──────── Records supplied ────────

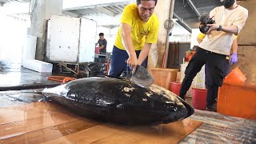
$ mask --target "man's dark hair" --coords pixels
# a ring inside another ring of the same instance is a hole
[[[100,33],[98,36],[104,36],[104,33]]]
[[[155,6],[158,3],[158,0],[137,0],[137,5],[141,4],[142,1],[154,1],[155,2]]]

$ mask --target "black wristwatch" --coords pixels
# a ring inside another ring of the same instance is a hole
[[[218,28],[217,29],[217,31],[221,31],[222,30],[222,26],[219,26]]]

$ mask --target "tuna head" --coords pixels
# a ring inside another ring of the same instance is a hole
[[[194,113],[186,102],[157,85],[143,88],[110,78],[81,78],[42,93],[80,115],[121,124],[169,123]]]

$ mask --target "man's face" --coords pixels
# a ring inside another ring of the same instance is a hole
[[[147,22],[154,13],[155,1],[143,1],[138,5],[138,12],[142,22]]]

────────

Goal of the exercise:
Report how many lines contain the string "pixels", giving only the number.

Solution for this task:
4